(Image point grounding data)
-*-
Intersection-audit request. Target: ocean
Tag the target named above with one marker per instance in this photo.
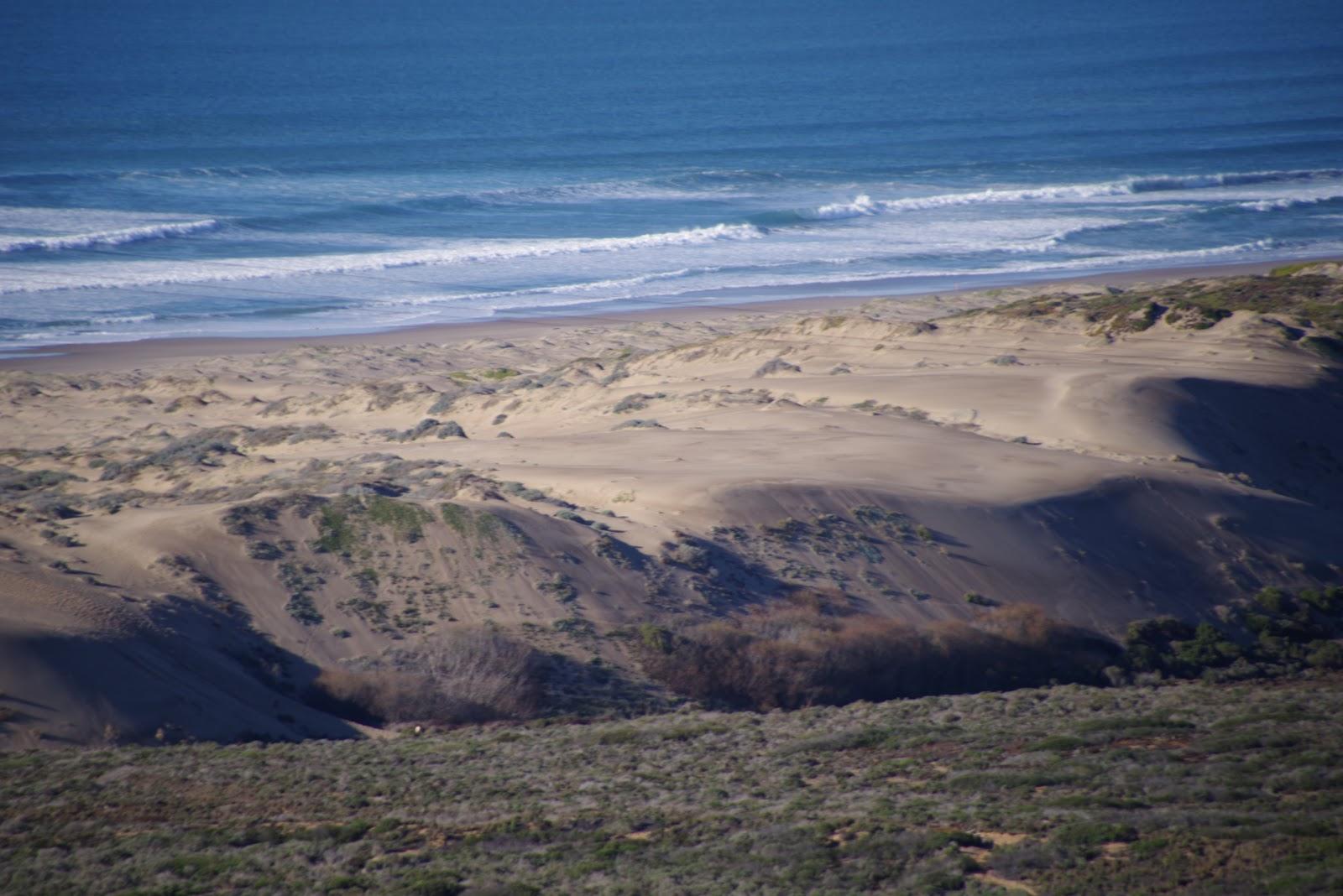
(172, 169)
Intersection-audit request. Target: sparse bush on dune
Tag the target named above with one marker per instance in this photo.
(467, 676)
(802, 656)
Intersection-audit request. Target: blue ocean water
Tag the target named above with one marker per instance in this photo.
(301, 167)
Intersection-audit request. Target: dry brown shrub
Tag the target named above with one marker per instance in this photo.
(803, 656)
(465, 676)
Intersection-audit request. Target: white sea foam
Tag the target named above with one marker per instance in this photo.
(865, 206)
(1287, 201)
(53, 243)
(170, 273)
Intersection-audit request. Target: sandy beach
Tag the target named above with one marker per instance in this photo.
(1108, 450)
(113, 356)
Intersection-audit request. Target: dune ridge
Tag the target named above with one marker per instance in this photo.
(225, 528)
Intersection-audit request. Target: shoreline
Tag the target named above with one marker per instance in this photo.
(86, 357)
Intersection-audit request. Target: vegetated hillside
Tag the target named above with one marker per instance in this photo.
(1189, 788)
(1107, 455)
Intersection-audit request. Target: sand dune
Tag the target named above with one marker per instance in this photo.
(187, 541)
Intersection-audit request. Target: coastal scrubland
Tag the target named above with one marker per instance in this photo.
(1188, 788)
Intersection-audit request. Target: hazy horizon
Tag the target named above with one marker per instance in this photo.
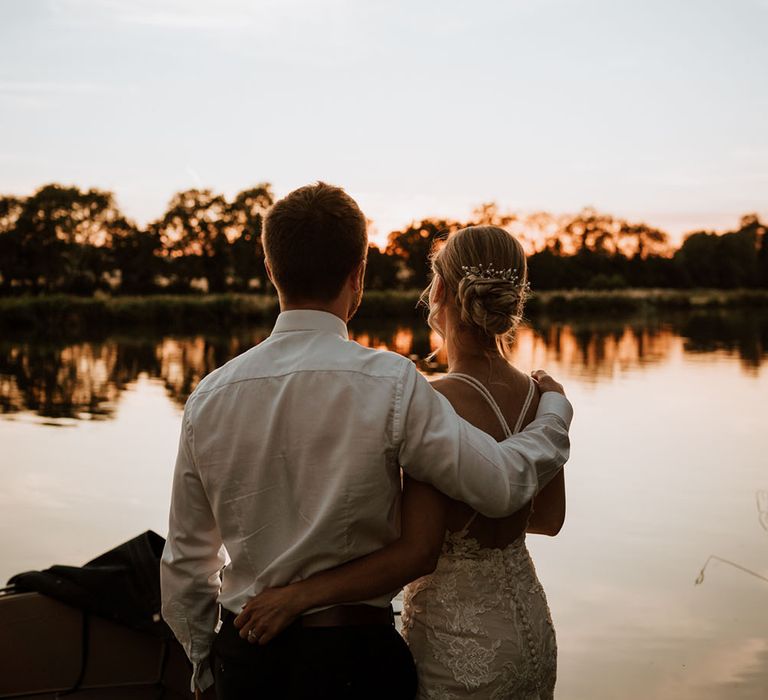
(649, 111)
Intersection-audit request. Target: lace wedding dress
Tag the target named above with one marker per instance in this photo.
(479, 626)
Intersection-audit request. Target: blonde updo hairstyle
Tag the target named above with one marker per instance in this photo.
(489, 304)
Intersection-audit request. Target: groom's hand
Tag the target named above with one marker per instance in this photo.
(546, 383)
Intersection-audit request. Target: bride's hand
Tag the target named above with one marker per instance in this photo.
(267, 614)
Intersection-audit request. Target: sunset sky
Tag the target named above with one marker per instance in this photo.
(647, 109)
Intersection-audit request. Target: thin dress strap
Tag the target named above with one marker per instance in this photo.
(467, 379)
(487, 395)
(526, 405)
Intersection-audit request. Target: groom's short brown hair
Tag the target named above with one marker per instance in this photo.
(313, 238)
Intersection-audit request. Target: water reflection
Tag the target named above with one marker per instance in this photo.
(84, 379)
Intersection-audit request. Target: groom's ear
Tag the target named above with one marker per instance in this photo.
(358, 276)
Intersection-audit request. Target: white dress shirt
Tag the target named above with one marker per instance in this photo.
(289, 462)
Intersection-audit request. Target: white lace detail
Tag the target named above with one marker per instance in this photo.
(480, 626)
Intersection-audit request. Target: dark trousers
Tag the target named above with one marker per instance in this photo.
(356, 662)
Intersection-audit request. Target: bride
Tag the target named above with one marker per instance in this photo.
(475, 615)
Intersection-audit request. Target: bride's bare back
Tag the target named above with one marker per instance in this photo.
(509, 388)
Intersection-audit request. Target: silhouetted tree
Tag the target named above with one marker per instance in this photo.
(245, 218)
(414, 245)
(193, 234)
(63, 236)
(10, 210)
(381, 270)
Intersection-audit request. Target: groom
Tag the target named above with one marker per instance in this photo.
(289, 463)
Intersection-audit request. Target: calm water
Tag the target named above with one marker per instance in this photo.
(669, 467)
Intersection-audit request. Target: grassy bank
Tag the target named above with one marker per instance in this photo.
(69, 314)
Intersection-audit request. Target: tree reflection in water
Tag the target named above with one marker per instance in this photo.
(83, 378)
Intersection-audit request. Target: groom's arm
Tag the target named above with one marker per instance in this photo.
(495, 478)
(191, 563)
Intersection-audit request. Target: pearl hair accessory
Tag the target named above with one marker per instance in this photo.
(488, 272)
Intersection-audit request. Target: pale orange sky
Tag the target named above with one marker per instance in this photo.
(651, 111)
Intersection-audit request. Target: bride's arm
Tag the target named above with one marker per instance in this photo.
(548, 513)
(414, 554)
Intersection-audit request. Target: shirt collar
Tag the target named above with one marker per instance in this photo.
(310, 320)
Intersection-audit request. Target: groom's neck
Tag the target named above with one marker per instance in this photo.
(338, 307)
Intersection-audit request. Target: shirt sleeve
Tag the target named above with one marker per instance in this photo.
(465, 463)
(191, 564)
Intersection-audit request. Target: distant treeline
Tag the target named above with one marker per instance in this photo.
(66, 240)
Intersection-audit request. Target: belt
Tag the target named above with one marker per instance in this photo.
(340, 616)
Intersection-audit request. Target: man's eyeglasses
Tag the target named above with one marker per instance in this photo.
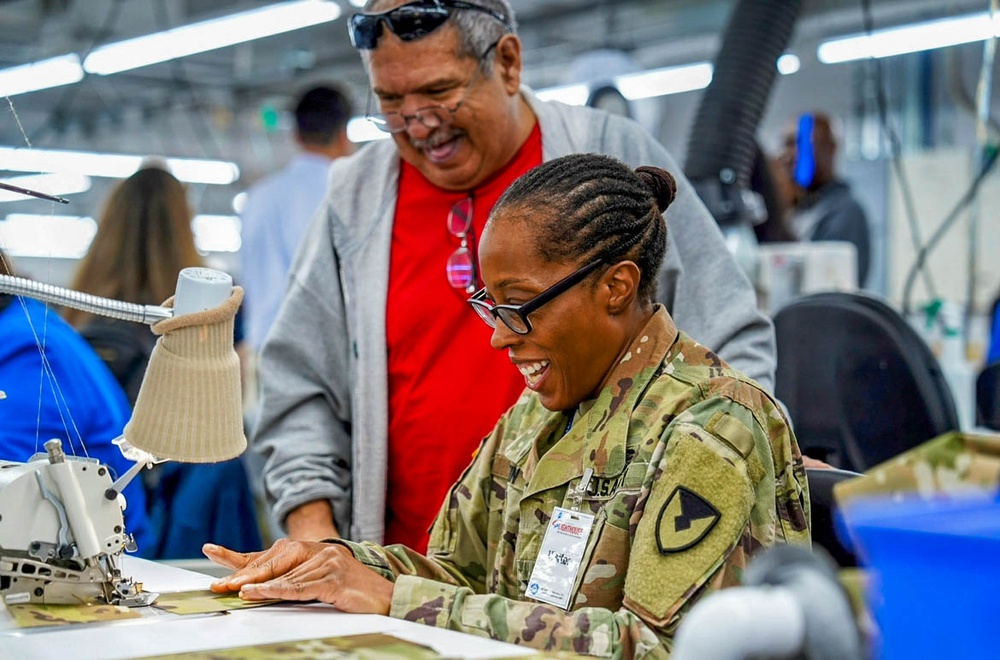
(430, 116)
(410, 21)
(461, 266)
(515, 317)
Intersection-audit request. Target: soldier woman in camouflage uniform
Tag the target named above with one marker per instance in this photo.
(636, 473)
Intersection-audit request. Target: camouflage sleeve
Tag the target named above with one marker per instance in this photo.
(457, 550)
(589, 630)
(693, 539)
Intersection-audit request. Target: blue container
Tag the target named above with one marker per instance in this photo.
(936, 576)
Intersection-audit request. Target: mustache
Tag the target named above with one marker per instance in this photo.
(438, 137)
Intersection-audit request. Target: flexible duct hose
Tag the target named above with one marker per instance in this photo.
(722, 142)
(18, 286)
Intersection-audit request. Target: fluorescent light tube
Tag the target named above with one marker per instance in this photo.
(209, 35)
(217, 233)
(569, 94)
(908, 39)
(50, 184)
(54, 236)
(788, 64)
(360, 129)
(115, 166)
(661, 82)
(53, 72)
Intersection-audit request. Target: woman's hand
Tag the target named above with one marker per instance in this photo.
(302, 570)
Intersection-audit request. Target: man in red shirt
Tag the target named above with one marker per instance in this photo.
(378, 382)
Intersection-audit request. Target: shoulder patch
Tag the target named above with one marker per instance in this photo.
(685, 519)
(695, 515)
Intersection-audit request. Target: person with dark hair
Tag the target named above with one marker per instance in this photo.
(824, 208)
(367, 411)
(636, 474)
(53, 385)
(280, 207)
(144, 239)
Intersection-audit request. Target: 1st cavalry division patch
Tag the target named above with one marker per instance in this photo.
(685, 519)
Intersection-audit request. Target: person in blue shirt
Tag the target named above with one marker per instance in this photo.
(77, 401)
(280, 207)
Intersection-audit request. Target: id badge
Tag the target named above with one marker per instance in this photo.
(559, 559)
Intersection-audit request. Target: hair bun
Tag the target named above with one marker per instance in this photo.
(660, 182)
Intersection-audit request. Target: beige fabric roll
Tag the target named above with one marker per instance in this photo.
(189, 407)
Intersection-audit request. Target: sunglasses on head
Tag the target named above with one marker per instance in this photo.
(410, 21)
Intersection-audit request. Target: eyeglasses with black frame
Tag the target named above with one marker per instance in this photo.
(515, 317)
(430, 116)
(413, 20)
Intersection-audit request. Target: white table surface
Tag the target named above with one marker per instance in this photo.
(158, 632)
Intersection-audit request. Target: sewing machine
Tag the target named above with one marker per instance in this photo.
(62, 528)
(62, 532)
-*-
# Task statement
Starting with the first line of the data, transcribe every line exactly through the one containing "Intersection-audit request. Target: shoreline". No pictures go in.

# Expected answer
Intersection-audit request. Target: ocean
Tag the target named above with one marker per instance in this photo.
(172, 169)
Intersection-audit request. Target: sparse bush on dune
Tag the target named above with one marker per instance in this photo.
(467, 676)
(802, 656)
Intersection-audit request. Target: blue ocean water
Tag the target named above with one marker per instance in this photo.
(301, 167)
Intersection-audit request. Target: dry brown shrub
Tag the target named above with one marker per instance in this photo.
(803, 656)
(465, 676)
Intersection-audit request. Target: white sea foam
Tag the target named above with one marker per instance in this photo.
(865, 206)
(1287, 201)
(53, 243)
(170, 273)
Intersection-audit request. Target: sandy beach
Tag the target named above with one marker per instance in this photo.
(1108, 450)
(113, 356)
Intersection-audit request. Target: dune ridge
Tag the target named above with one marker per instance in this photo.
(225, 528)
Intersection-audit request. Target: shoreline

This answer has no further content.